*Provided passage*:
※
The jail name SHOULD be set to the create command's container-id argument.

The vnet.interface jail pseudo parameter is not handled in the kernel but rather is implemented in user space (e.g. in jail(8)). In traditional jail configs, this parameter can be repeated several times and each instance specifies a network interface which is moved into the jail's vnet during the lifetime of the jail using the ifconfig(8) utility on the host. For OCI containers, this is managed using the freebsd.jail.vnetInterfaces field which is an array of interface names.

A container which needs its own network namespace SHOULD set "vnet" to "new" and leave "ip4" and "ip6" unchanged. A container which shares the parent/host vnet SHOULD leave "vnet" unchanged and set "ip4" and "ip6" to "inherit".

The devfs_ruleset parameter is only required for jails which create new devfs mounts - typically OCI runtimes will mount devfs on the host. The value is a rule set number - these rule sets are defined on the host, typically via /etc/defaults/devfs.rules or using the devfs command line utility.

The children.max parameter SHOULD be managed by the OCI runtime e.g. when a new container shares namespaces with an existing container.

The allow.mount.* parameter set is extensible - allowed mount types are listed as an array. As with devfs, typically the OCI runtime will manage mounts for the container by performing mount operations on the host.

Jail parameters not supported by this runtime extension are marked with "-". These parameters will have their default values - see the jail(8) man page for details.

Example

"jail": {
    "host": "new",
    "vnet": "new",
    "enforceStatfs": 1,
	"allow": {
		"rawSockets": true,
		"chflags": true,
		"mount": [
			"tmpfs"
		]
	}
}
※
*Exercise task 1*: In the jail settings text, why is the devfs_ruleset parameter often not needed for OCI containers?

(Lines of data)
※
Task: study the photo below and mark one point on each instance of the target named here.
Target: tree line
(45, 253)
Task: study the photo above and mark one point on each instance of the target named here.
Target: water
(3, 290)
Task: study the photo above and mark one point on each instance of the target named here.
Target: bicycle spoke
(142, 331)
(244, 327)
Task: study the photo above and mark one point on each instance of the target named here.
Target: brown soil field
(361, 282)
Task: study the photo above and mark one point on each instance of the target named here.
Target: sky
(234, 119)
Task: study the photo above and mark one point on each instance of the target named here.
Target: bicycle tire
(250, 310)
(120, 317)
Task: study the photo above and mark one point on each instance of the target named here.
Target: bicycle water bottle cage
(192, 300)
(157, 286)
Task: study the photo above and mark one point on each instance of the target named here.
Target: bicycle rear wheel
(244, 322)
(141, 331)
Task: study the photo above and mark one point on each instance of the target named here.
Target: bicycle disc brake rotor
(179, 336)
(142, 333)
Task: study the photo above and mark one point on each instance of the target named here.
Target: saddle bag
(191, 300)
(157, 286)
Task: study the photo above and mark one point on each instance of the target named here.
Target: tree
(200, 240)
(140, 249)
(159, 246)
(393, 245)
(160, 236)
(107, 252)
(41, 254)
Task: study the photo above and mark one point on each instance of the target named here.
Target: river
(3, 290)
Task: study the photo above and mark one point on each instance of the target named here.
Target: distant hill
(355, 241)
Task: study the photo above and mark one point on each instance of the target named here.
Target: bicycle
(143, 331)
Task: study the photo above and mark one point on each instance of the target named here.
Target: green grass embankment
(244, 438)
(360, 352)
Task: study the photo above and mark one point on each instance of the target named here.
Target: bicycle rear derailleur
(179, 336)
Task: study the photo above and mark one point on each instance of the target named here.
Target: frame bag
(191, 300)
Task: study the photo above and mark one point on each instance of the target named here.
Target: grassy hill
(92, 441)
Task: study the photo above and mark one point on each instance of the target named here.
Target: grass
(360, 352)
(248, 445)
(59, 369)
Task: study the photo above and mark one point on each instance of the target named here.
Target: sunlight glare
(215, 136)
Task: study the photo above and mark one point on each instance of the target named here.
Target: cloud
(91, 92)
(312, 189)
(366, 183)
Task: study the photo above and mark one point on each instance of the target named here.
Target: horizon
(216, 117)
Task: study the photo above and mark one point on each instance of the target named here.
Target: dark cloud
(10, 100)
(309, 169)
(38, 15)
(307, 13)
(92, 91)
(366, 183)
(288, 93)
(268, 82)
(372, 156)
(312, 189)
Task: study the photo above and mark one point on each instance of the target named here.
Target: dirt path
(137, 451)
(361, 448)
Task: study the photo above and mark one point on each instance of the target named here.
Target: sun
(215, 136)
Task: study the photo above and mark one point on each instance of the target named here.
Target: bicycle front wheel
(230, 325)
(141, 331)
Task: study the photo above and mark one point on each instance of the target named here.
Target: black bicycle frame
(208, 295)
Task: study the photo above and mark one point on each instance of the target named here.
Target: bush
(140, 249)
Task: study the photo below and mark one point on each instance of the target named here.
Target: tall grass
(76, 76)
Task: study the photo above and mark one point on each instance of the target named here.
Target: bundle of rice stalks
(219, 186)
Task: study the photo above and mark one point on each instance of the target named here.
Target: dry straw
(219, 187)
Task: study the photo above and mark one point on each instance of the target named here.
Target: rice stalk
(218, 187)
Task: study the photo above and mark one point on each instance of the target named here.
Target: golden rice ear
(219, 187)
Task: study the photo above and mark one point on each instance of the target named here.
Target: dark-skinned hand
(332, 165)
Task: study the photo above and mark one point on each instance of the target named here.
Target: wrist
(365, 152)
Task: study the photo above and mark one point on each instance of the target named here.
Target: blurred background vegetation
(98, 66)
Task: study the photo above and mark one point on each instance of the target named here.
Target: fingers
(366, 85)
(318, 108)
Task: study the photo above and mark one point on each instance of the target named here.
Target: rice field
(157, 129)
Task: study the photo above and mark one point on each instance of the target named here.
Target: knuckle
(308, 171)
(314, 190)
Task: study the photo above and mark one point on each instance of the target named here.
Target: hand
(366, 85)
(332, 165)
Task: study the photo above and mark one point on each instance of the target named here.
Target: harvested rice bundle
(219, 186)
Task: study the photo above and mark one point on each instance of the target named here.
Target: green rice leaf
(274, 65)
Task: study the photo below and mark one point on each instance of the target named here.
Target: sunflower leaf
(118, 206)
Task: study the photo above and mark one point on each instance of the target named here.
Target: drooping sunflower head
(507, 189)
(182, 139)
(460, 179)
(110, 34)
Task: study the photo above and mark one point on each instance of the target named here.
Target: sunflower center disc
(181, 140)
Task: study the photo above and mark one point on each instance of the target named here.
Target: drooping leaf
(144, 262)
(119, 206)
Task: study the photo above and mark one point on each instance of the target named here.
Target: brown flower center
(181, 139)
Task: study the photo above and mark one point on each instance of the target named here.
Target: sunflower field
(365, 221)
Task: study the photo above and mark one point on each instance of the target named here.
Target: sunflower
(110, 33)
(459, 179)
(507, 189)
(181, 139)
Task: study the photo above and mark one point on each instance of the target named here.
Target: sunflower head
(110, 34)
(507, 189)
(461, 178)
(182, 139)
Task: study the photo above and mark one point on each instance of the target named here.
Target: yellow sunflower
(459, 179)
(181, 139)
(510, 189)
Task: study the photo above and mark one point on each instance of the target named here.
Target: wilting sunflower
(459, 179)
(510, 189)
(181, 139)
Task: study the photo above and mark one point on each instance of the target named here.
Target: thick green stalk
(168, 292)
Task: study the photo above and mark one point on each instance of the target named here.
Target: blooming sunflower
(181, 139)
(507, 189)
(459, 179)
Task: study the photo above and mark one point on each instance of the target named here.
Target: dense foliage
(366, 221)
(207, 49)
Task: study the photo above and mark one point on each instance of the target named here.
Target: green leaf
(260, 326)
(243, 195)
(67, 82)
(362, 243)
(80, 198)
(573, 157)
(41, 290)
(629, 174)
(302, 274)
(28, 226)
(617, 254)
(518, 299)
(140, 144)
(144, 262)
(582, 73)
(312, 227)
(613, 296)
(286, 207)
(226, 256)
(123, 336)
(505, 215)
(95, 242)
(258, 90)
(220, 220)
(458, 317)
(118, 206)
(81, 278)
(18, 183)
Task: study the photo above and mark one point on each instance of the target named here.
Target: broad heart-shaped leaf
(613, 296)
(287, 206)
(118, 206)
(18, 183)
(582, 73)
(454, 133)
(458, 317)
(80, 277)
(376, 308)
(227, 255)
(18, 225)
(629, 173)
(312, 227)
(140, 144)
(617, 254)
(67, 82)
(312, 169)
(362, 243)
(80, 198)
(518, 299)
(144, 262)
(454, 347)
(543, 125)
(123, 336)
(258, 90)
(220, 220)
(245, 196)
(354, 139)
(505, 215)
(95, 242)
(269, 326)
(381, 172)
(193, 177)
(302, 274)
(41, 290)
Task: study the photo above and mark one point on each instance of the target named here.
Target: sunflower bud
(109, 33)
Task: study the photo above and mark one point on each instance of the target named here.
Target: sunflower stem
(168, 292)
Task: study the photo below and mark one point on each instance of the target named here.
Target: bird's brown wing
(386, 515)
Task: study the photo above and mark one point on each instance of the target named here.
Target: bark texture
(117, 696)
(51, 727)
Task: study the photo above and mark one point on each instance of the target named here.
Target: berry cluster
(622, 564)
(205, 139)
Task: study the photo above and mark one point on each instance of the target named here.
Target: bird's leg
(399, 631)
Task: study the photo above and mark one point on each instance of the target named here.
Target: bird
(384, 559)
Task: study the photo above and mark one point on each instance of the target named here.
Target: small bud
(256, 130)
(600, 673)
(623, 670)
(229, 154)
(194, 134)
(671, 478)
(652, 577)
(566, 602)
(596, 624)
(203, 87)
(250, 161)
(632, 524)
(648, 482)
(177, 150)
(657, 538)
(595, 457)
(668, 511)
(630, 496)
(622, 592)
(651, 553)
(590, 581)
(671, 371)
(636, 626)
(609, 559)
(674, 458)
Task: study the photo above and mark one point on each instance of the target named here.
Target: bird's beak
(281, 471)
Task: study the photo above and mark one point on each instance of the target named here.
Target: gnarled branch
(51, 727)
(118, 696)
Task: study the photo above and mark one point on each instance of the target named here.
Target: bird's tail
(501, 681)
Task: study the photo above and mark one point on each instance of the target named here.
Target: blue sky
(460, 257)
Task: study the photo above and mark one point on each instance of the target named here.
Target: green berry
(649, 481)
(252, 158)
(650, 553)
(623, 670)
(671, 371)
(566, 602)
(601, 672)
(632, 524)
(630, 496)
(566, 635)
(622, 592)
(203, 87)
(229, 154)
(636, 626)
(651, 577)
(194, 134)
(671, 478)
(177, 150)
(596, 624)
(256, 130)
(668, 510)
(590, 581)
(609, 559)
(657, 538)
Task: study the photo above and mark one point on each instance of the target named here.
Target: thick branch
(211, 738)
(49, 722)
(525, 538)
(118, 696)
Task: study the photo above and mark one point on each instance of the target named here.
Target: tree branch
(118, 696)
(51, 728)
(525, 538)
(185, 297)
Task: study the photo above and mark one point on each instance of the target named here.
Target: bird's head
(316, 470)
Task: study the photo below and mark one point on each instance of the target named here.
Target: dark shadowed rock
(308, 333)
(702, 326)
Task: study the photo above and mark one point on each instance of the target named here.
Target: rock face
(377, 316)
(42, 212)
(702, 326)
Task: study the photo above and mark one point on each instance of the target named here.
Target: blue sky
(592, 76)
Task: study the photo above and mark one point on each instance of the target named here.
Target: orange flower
※
*Exercise task 2*: Pull out every line of the records that contains the string "head", paying attention to case.

*Full response 1*: The devfs_ruleset parameter is only required for jails that create new devfs mounts. OCI runtimes typically mount devfs on the host, so the container's jail usually doesn't create those mounts itself.

*Full response 2*:
Target: drooping sunflower head
Target: sunflower head
Target: bird's head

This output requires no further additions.